# Action item
Scan the records for the string "below". State how many lines contain it and add nothing.

# Supplied entries
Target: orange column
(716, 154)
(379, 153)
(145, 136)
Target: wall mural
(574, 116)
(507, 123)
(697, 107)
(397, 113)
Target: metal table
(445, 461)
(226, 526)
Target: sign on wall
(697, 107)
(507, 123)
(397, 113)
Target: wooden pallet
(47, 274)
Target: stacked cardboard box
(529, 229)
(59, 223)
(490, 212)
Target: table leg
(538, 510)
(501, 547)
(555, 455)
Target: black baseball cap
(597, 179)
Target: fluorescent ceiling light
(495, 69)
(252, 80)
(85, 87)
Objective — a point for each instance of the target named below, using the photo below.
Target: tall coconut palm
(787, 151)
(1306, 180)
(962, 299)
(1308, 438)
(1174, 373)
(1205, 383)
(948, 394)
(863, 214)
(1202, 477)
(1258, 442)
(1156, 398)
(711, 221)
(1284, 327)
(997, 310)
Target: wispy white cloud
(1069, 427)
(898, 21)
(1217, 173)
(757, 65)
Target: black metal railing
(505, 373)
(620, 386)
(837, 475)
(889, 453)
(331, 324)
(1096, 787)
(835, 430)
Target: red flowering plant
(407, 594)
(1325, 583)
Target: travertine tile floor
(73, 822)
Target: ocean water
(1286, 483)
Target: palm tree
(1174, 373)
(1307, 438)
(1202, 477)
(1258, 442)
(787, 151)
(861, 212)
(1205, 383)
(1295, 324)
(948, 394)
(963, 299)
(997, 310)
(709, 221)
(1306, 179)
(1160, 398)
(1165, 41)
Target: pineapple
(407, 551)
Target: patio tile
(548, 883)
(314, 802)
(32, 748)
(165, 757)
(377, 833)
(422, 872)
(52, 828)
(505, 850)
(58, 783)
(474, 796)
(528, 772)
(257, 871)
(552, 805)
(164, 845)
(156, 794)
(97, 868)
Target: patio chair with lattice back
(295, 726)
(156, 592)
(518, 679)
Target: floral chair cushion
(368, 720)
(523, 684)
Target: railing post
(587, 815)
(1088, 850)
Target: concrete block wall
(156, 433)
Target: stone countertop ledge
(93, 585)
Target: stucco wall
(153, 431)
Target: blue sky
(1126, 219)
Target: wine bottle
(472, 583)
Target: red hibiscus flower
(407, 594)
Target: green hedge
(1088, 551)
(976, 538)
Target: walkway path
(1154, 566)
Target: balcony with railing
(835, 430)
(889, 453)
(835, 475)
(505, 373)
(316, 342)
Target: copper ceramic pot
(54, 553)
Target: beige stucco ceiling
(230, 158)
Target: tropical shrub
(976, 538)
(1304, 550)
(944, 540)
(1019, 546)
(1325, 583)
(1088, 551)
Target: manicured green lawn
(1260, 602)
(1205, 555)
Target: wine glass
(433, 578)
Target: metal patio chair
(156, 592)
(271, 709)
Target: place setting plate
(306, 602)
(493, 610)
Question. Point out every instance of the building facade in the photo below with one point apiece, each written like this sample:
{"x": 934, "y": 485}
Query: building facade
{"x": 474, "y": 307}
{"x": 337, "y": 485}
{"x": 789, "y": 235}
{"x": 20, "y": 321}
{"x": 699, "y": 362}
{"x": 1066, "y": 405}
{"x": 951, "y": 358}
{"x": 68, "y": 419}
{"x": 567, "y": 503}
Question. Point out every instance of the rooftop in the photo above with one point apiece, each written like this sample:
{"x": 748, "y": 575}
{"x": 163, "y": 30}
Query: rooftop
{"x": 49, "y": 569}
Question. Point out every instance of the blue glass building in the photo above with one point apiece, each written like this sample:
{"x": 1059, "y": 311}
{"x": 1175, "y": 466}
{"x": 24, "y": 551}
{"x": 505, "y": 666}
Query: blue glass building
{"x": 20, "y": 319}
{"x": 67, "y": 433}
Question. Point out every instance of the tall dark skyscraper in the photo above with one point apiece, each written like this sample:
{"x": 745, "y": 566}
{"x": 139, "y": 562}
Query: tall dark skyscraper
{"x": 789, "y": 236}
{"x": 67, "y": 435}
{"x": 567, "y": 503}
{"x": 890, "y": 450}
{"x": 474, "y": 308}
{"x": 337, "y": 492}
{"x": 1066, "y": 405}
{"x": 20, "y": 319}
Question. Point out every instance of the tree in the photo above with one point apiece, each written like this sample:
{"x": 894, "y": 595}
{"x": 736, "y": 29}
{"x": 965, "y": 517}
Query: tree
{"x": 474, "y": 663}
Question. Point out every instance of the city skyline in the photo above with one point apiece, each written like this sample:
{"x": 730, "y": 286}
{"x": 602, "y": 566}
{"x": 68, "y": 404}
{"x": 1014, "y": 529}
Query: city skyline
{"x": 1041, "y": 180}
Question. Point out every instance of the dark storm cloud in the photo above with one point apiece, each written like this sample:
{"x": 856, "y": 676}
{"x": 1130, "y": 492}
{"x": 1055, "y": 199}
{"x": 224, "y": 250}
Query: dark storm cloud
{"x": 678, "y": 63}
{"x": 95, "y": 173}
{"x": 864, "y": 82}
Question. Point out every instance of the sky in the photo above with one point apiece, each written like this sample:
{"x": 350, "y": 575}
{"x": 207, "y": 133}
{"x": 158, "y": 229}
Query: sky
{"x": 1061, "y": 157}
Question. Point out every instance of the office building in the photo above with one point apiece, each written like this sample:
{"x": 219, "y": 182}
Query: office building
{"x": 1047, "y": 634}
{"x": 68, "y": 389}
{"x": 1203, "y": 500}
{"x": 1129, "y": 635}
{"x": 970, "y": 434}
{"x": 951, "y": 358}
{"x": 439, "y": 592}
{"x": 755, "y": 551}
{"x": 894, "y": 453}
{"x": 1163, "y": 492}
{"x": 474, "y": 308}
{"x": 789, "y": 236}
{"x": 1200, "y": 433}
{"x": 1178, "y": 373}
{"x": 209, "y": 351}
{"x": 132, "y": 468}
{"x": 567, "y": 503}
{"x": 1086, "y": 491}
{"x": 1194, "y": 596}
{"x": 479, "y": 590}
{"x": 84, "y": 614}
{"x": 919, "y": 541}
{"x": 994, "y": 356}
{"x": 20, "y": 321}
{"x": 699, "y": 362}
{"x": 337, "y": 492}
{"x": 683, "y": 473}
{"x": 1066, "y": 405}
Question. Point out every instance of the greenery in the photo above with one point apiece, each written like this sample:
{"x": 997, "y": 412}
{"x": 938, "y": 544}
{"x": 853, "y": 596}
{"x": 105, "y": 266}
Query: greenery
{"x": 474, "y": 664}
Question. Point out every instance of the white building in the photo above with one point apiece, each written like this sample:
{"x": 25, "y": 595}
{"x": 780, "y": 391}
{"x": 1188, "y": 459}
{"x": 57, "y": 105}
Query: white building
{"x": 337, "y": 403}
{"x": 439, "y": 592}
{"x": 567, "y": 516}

# Output of the task
2